● **Recorded data**
+ + + +
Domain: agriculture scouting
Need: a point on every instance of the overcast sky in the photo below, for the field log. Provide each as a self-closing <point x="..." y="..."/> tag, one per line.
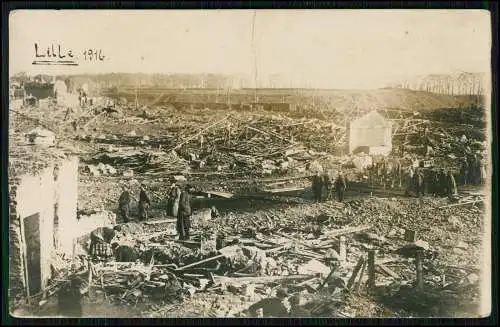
<point x="328" y="48"/>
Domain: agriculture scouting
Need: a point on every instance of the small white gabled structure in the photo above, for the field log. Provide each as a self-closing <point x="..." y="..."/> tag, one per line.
<point x="371" y="134"/>
<point x="41" y="136"/>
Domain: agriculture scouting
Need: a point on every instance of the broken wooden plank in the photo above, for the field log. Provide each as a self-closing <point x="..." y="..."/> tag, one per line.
+ + + +
● **What you will do**
Starting at the line where "Need: a point on every instance of the small" appears, write out every line exactly as it stands until the listing ends, and add nothing.

● **Exercise output**
Need: a point on every instance of the small white gabled structure in the photo above, for the field log. Provide each as a self-closing <point x="..." y="..."/> tag, one per line.
<point x="371" y="134"/>
<point x="41" y="136"/>
Domain: agriculture scouting
Need: a point on every instance of the broken wooden plank in the photo above, for the field log. Provide each as a self-closing <point x="..." y="..."/> tag, one per line.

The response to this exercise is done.